═══ Input

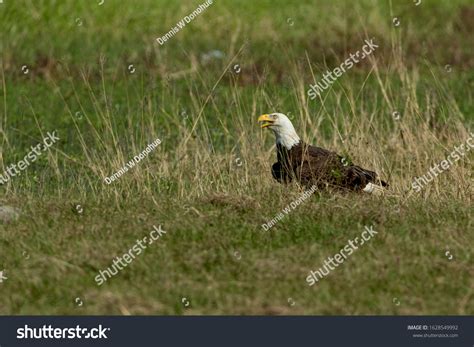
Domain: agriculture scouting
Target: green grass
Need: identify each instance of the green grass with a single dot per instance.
(215, 253)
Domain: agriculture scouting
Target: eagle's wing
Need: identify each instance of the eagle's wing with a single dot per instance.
(322, 167)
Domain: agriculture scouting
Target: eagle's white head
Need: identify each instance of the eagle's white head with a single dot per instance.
(282, 128)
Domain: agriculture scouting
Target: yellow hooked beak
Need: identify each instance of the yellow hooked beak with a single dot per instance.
(266, 120)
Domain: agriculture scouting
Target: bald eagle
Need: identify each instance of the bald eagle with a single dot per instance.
(310, 165)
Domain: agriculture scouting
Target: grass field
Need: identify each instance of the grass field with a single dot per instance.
(95, 74)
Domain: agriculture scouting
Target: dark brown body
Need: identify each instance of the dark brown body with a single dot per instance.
(311, 165)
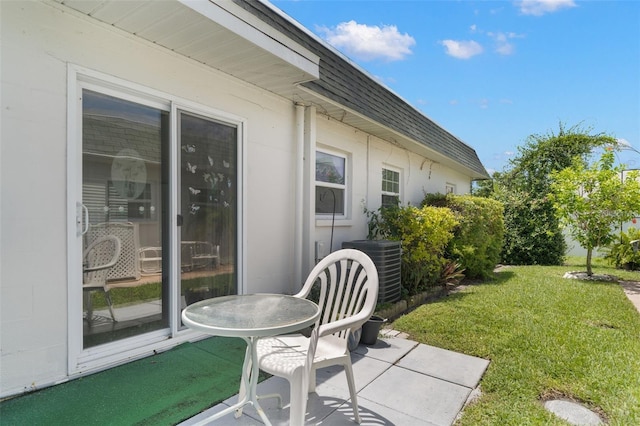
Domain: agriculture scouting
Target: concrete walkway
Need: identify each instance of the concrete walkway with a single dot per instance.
(632, 290)
(399, 382)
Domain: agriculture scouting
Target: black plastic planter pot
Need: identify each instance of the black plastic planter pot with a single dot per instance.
(370, 330)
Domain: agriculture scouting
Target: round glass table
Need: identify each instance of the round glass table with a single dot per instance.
(249, 317)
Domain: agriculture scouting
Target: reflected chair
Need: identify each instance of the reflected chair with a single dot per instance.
(348, 292)
(99, 257)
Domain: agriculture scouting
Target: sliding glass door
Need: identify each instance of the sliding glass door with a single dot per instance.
(136, 266)
(208, 153)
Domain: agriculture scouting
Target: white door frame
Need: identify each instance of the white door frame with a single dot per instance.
(82, 361)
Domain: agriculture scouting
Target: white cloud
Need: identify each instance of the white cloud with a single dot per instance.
(503, 45)
(463, 49)
(368, 43)
(540, 7)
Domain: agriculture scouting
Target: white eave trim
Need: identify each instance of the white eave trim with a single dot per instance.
(251, 28)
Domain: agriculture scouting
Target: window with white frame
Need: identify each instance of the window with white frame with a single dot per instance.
(390, 187)
(449, 188)
(331, 184)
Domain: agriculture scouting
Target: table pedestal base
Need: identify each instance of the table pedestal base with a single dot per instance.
(248, 382)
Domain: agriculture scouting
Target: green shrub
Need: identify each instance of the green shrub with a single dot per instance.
(621, 254)
(478, 238)
(424, 232)
(532, 232)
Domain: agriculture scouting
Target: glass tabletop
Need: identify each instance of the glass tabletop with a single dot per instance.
(254, 315)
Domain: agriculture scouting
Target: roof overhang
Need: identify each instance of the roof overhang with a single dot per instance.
(217, 33)
(359, 121)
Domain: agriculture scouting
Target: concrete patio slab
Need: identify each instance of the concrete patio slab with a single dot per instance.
(399, 382)
(451, 366)
(390, 350)
(417, 395)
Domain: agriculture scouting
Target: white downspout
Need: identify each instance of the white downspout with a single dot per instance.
(299, 199)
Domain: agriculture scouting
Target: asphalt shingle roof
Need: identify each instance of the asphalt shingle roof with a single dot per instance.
(347, 85)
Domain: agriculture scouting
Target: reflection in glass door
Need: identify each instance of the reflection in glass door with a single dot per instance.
(208, 207)
(124, 194)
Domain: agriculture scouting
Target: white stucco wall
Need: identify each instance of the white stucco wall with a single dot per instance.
(39, 41)
(368, 155)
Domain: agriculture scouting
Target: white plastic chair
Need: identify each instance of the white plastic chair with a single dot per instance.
(99, 257)
(348, 282)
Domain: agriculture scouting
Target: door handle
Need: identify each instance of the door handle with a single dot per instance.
(82, 219)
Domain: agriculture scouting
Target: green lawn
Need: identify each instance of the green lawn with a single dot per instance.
(545, 336)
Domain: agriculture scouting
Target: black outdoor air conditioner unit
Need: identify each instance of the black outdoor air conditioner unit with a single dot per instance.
(386, 256)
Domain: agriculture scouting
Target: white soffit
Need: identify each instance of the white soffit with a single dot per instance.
(354, 119)
(217, 33)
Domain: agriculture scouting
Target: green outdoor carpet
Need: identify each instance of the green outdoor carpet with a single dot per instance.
(162, 389)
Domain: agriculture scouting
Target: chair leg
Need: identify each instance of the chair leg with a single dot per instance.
(107, 296)
(299, 395)
(312, 380)
(348, 369)
(89, 305)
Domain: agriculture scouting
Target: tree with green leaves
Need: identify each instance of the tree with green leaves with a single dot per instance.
(532, 230)
(591, 200)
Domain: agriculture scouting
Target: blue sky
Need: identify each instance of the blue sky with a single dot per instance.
(494, 72)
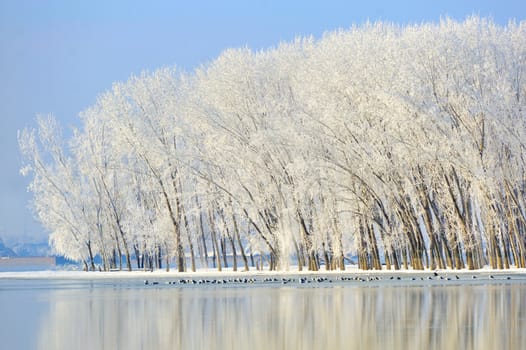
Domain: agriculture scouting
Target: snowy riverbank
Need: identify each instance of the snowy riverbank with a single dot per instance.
(293, 273)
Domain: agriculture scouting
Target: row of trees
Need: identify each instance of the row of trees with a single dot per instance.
(403, 146)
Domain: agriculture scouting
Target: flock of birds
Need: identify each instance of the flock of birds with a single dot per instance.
(435, 276)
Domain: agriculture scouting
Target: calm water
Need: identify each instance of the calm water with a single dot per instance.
(41, 314)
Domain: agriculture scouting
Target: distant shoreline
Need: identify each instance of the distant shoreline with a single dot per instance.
(351, 271)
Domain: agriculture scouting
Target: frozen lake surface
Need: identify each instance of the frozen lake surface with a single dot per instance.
(273, 312)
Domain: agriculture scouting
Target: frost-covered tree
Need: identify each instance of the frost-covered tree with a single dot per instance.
(401, 146)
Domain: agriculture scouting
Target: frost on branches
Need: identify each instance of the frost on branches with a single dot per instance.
(402, 146)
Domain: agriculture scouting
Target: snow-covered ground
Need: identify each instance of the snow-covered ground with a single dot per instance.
(227, 273)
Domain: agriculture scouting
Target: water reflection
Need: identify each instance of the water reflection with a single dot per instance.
(454, 317)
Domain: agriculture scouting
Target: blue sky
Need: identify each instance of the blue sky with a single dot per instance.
(58, 56)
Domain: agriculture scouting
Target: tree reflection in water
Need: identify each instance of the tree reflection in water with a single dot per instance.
(452, 317)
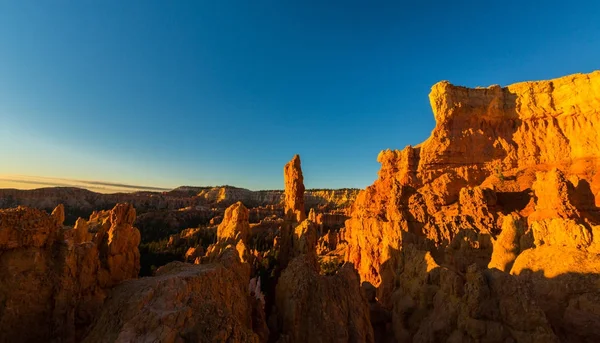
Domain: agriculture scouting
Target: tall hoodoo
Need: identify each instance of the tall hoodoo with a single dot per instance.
(294, 190)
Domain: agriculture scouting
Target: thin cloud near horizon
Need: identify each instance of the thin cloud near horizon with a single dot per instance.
(20, 181)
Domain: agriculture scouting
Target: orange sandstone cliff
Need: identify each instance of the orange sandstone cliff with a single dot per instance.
(487, 231)
(53, 278)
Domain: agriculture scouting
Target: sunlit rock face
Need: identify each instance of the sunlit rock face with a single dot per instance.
(54, 278)
(294, 190)
(505, 191)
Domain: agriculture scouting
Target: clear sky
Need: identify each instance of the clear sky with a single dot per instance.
(166, 93)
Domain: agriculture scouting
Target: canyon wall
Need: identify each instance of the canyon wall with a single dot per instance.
(506, 185)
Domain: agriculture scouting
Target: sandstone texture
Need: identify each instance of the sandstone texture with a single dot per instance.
(486, 231)
(53, 279)
(294, 190)
(182, 303)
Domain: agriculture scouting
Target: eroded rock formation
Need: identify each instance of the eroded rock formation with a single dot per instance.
(508, 181)
(294, 190)
(318, 308)
(54, 279)
(182, 303)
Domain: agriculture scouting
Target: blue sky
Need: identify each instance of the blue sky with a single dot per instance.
(225, 92)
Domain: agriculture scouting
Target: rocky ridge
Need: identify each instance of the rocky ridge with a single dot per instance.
(508, 181)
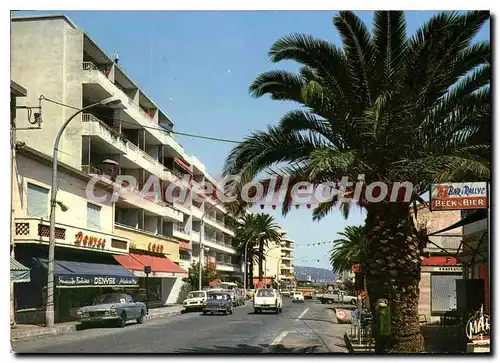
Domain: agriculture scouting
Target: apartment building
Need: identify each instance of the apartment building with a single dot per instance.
(279, 260)
(54, 59)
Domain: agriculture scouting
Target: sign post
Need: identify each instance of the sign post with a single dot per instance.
(147, 271)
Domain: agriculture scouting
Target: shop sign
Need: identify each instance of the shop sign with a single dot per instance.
(85, 240)
(447, 269)
(457, 196)
(478, 327)
(155, 247)
(90, 280)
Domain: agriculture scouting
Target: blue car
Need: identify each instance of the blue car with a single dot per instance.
(218, 302)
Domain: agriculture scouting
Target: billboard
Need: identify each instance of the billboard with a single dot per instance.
(457, 196)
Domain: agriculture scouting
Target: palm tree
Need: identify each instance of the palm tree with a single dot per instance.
(262, 230)
(391, 107)
(350, 250)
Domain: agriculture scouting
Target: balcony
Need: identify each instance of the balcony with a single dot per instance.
(218, 224)
(181, 232)
(92, 126)
(227, 267)
(213, 243)
(134, 198)
(36, 231)
(92, 75)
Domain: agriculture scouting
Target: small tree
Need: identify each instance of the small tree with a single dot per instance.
(209, 275)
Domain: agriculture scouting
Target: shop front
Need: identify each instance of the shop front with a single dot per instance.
(163, 283)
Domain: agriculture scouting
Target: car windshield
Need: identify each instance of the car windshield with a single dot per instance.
(265, 293)
(217, 296)
(110, 299)
(196, 294)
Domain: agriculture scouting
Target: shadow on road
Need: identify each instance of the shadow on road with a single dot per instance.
(248, 349)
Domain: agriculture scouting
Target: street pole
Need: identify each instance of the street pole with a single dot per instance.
(147, 271)
(49, 313)
(246, 263)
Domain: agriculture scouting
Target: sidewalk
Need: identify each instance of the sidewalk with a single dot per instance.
(24, 331)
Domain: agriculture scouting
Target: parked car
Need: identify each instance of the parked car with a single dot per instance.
(297, 296)
(114, 306)
(337, 296)
(240, 299)
(267, 299)
(218, 302)
(195, 300)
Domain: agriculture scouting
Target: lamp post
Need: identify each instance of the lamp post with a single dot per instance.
(49, 313)
(278, 273)
(265, 257)
(147, 271)
(246, 263)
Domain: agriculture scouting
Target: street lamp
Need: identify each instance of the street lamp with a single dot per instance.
(246, 263)
(49, 313)
(267, 253)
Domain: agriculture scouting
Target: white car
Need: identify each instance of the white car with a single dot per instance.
(195, 300)
(297, 296)
(267, 299)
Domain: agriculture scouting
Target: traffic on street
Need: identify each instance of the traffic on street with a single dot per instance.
(300, 328)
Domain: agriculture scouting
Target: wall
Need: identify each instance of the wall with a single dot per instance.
(46, 58)
(140, 240)
(71, 192)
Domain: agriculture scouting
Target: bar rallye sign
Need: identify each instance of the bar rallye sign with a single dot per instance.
(89, 280)
(456, 196)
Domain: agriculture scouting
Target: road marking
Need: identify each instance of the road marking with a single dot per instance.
(279, 338)
(301, 315)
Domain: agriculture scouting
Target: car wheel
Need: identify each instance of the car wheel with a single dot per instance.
(122, 320)
(141, 319)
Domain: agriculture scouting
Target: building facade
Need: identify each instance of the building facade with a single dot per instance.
(440, 269)
(64, 69)
(278, 261)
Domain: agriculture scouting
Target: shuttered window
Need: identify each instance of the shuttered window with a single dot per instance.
(93, 216)
(38, 201)
(443, 292)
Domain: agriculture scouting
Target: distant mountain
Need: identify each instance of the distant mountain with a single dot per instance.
(315, 273)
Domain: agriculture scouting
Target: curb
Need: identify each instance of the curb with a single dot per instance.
(15, 336)
(162, 315)
(48, 331)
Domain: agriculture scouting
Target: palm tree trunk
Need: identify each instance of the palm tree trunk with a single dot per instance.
(250, 270)
(393, 274)
(261, 259)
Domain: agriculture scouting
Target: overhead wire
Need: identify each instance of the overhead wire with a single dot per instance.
(152, 127)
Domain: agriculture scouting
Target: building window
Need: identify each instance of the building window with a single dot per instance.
(93, 216)
(443, 292)
(38, 201)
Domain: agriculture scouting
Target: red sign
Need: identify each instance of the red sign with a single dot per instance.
(356, 268)
(456, 196)
(89, 241)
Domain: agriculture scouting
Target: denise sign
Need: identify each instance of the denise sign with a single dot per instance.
(456, 196)
(89, 280)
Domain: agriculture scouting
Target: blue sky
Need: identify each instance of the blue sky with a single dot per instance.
(197, 66)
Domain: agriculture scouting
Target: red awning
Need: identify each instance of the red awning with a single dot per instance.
(160, 265)
(183, 165)
(184, 245)
(439, 261)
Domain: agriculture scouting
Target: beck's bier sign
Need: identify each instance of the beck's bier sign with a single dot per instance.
(456, 196)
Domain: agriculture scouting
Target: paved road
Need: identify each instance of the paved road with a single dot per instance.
(243, 332)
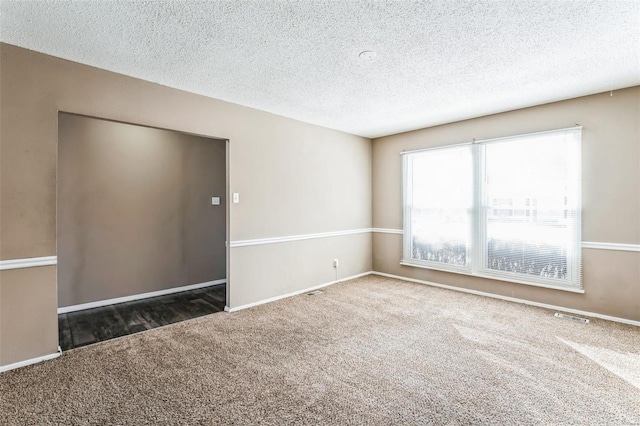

══════

### What the task asks
Pick out every line in the entries above that contains the string "eagle", treating uppercase and lowercase as different, and copy each of those lines.

### In response
Target: eagle's wing
Need: identify each instance of the eagle's wing with a single dot per instance.
Target: eagle's white head
Need: identify each instance of the eagle's white head with a single dot per instance.
Target: bald eagle
Need: identify each instance of the bald eagle with a single dot per instance.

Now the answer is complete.